■ **Exercise**:
For the records below, report how many lines include "Each", with no accompanying text.

Records from a dataset:
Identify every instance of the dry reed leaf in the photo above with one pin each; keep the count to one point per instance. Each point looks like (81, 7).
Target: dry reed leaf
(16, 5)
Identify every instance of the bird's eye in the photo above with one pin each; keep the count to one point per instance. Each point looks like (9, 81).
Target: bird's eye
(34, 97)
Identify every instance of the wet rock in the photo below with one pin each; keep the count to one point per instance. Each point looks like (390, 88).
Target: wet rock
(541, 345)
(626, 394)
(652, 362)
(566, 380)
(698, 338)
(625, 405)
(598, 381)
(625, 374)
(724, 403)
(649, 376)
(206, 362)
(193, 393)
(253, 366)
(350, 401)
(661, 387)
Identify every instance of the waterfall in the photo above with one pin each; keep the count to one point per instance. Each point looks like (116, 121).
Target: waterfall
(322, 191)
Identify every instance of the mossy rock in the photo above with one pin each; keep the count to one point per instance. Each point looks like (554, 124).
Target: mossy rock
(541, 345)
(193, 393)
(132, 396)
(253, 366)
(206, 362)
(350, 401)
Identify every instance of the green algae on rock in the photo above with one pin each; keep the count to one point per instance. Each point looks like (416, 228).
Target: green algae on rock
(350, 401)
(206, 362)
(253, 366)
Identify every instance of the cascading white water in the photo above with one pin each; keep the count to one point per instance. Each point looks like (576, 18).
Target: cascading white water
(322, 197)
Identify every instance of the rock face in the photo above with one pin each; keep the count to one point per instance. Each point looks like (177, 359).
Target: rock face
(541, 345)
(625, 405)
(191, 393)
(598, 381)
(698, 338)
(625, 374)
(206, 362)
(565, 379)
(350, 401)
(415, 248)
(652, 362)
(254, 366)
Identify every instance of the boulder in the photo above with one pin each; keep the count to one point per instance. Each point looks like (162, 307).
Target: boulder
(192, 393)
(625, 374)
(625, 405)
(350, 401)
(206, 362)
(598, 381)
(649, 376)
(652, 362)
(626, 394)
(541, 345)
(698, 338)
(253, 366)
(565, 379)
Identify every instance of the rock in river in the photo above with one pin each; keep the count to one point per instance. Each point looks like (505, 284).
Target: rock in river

■ **Response box**:
10